Esta situación es la consecuencia extrema de la ideología neoliberal de fines del siglo xx. Al tiempo que Ronald Reagan emprendía una feroz guerra económica contra la Unión Soviética, él y sus aliados iniciaron un brutal asedio al estado de bienestar implantado en el mundo libre al término de la segunda guerra mundial. De pronto, la caída del Muro de Berlín y la implosión de la URSS parecieron demostrar la superioridad de sus ideas.
Como ha señalado el novelista John Lanchester en su muy atinado Huy! (Anagrama, 2010), el mundo occidental había creado las sociedades más libres y equitativas de la historia gracias al contraste con el bloque comunista y, durante cuatro décadas, Europa y Estados Unidos implantaron sistemas sanitarios o educativos mejores que los de sus rivales. Vencido -o más bien aniquilado- el enemigo, los adalides del neoliberalismo se lanzaron sin trabas a reducir el estado, a privatizar los servicios públicos y a desregular el mundo financiero.
Vinieron años de "exuberancia irracional" -como los llamó Alan Greenspan-, seguidos de una avaricia incontenible. Se crearon toda suerte de instrumentos financieros de diseño, capaces de eludir la supervisión de unos estados que dependían cada vez más del poder de los banqueros. Políticos irresponsables y empresarios sin escrúpulos propiciaron así la crisis o, como le dijo un taxista islandés a Lanchester: treinta o cuarenta personas ocasionaron la pobreza de millones.
Lo que ocurrió después fue una tormenta perfecta. Los bancos crearon instrumentos financieros que buscaban reducir el riesgo de sus operaciones y que en realidad lo diseminaron entre toda la sociedad -la especulación con hipotecas subprime-, sin que nadie se atreviese a controlarlos. Los bancos prestaron a diestra y siniestra y los ciudadanos invirtieron en la bolsa y en la industria de la construcción en una espiral enloquecida que no se diferenciaba demasiado de un esquema Ponzi global.
Como era previsible, un buen día todo estalló. En un primer momento, los gobiernos permitieron que instituciones insolventes como Lehman Brothers quebrasen sin miramientos. Luego constataron que ello acarrearía la quiebra de todo el sistema (eran DGPQ, demasiado grandes para quebrar) y no tuvieron más remedio que rescatarlas con dinero público. Miles de millones de dólares fueron a dar a las empresas responsables de la debacle sin que sus directivos se hiciesen responsables y continuasen cobrando bonos escandalosos.
En los términos más simples, los estados vaciaron sus arcas para rescatar a estas instituciones privadas (sin "nacionalizarlas", un término prohibido en el neoliberalismo), provocando un gigantesco déficit público, que a su vez sólo puede ser reducido con más recortes sociales. Y así estamos: con deudas públicas gigantescas y más perspectivas de recortes del estado de bienestar. Hoy mismo, el Tea Party en Estados Unidos y la derecha europea están empeñados en aprobar modificaciones constitucionales para prohibir los déficits públicos, lo que implica un nuevo asalto a las prestaciones sociales.
En el lapso de 20 años, las sociedades más libres y equitativas de la historia corren el riesgo de dejar de serlo. No debería sorprendernos que, aquí y allá, en modalidades pacíficas o violentas -de Madrid a Londres, pasando por los países árabes, Israel o Chile-, miles de jóvenes se manifiesten para repudiar un sistema no sólo caduco, sino pervertido.
Nos hallamos en un momento crucial. Es imprescindible articular un nuevo lenguaje que no sólo remiende y justifique las roturas del modelo neoliberal, sino que reniegue abiertamente de su herencia. En vez de justificar más recortes al estado de bienestar, como hace la mayor parte de los políticos (incluso en la izquierda), tendríamos que imaginar cómo volver a expandirlo. El gran reto para las nuevas generaciones consiste en recuperar el idealismo que en el pasado permitió imaginar -y construir- sociedades cada vez más justas.

[Datos de localización con un punto por instancia]
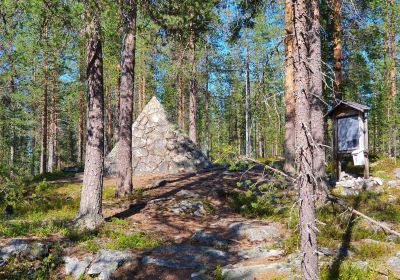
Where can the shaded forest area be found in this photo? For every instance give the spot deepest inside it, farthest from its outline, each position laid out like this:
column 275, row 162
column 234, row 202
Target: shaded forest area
column 237, row 53
column 251, row 85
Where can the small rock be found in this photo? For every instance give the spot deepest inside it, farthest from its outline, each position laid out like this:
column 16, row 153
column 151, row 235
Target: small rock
column 171, row 263
column 393, row 183
column 183, row 256
column 200, row 275
column 379, row 181
column 75, row 267
column 393, row 263
column 251, row 272
column 254, row 231
column 159, row 183
column 191, row 207
column 397, row 173
column 106, row 262
column 187, row 194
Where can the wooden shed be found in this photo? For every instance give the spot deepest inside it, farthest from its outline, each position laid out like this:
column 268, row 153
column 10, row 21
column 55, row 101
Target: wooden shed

CONSIGNA »
Según el texto sobre la crisis financiera, ¿quién llamó "exuberancia irracional" a aquellos años? Los registros no intervienen en esto.

RESULTADO »
Alan Greenspan.